Yönergeler >>
a) Alıntıya göre üretimde minyatürleşme en az kaç yıl öncesine dayanan bir eğilimdir?
b) Alıntıda "İnsan yapımı aletler" sözleriyle başlayıp "ayrıtıyı hesaba katmamışlardı!" sözlerine kadar süren bölümü, bu son sözler de dahil olmak üzere, hiç değiştirmeden verin.

Alıntı >>
++++++
İnsanların gelişimi aletinin küçüklüğüyle doğru orantılı görünüyor

İnsanların gelişimi aletinin küçüklüğüyle doğru orantılı görünüyor

Taş devrinden kalma arkeolojik kalıntılardan bilişim çağında imal edilen mikroçiplere kadar üretilen aletleri inceleyen antropologlar, arkeologların taş devri kayıtlarında minik üretimleri gözden kaçırdığını ve üretimde minyatürleşmenin, en az 2,6 milyon yıl öncesine dayanan eğilim olduğunu savunuyorlar.

İnsan yapımı aletler daha ne kadar küçük olabilir? Bunu zaman gösterecek ama insanoğlu belki de bundan yüzbinlerce yıl önce bile daha küçük alet üretilmenin yarışı içindeydi ve arkeologlar, arkeolojik araştırmalarında bu ince ayrıtıyı hesaba katmamışlardı!

Taş Devri yongalarından mikroçiplere, insan daha küçük alet üretmeye meyilli

Antropologlar oldu olası alet yapımının insanı, diğer insansı varlıklardan ayıran en temel davranışlardan olduğunu savunuyorlardı. Yeni makale, insansı türlerini birbirinden ve primatlardan farklı kılan olgunun sadece alet yapabilmek olmadığını, daha küçük alet üretebilmesi yani aletlerin minyatürleştirilmesi eğilimi olduğunu savunuyorlar.

Evrimsel Antropoloji dergisinde 6 Mart 2019 tarihinde; Duncan N. E. Stibbard‐Hawkes imzasıyla yayınlanan Avcı-toplayıcı araştırmalarında maliyetli işaretleşme ve handikap ilkesi: Eleştirel bir inceleme (Costly signaling and the handicap principle in hunter‐gatherer research: A critical review) başlıklı makalede; tıpkı minik transistörlerin ve çiplerin telekomünikasyon araçlarını son 30-40 yılda inanılmaz hızla değiştirdiği gibi, Taş Devrindeki insanların da küçük aletler yapma yarışı ile hayatlarını daha da kolaylaştırdığını savunuyor.

Emory Üniversitesi antropologu Justin Pargeter, “Daha küçük aletler imal etme zorunluluğu, uzun zamandır karşılaştığımız bir ihtiyaçtı. Modern insanı diğer insansılardan ve maymunlardan farklı kılan minyatürleştirmedir" diyor.
++++++
Sağlanan Veriler >>
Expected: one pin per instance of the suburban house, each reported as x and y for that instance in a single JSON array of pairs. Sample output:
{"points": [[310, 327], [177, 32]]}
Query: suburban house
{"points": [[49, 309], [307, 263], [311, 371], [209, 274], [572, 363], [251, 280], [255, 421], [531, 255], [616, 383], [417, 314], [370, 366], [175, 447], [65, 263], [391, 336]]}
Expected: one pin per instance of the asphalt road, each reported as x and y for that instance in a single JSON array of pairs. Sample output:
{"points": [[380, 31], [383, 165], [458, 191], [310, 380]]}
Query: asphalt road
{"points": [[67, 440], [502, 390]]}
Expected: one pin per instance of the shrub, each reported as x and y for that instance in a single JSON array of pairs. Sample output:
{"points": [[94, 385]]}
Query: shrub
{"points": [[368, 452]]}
++++++
Görevlere Göre Yanıtlar >>
a) En az 2,6 milyon yıl öncesine dayanır.

b)
İnsan yapımı aletler daha ne kadar küçük olabilir? Bunu zaman gösterecek ama insanoğlu belki de bundan yüzbinlerce yıl önce bile daha küçük alet üretilmenin yarışı içindeydi ve arkeologlar, arkeolojik araştırmalarında bu ince ayrıtıyı hesaba katmamışlardı!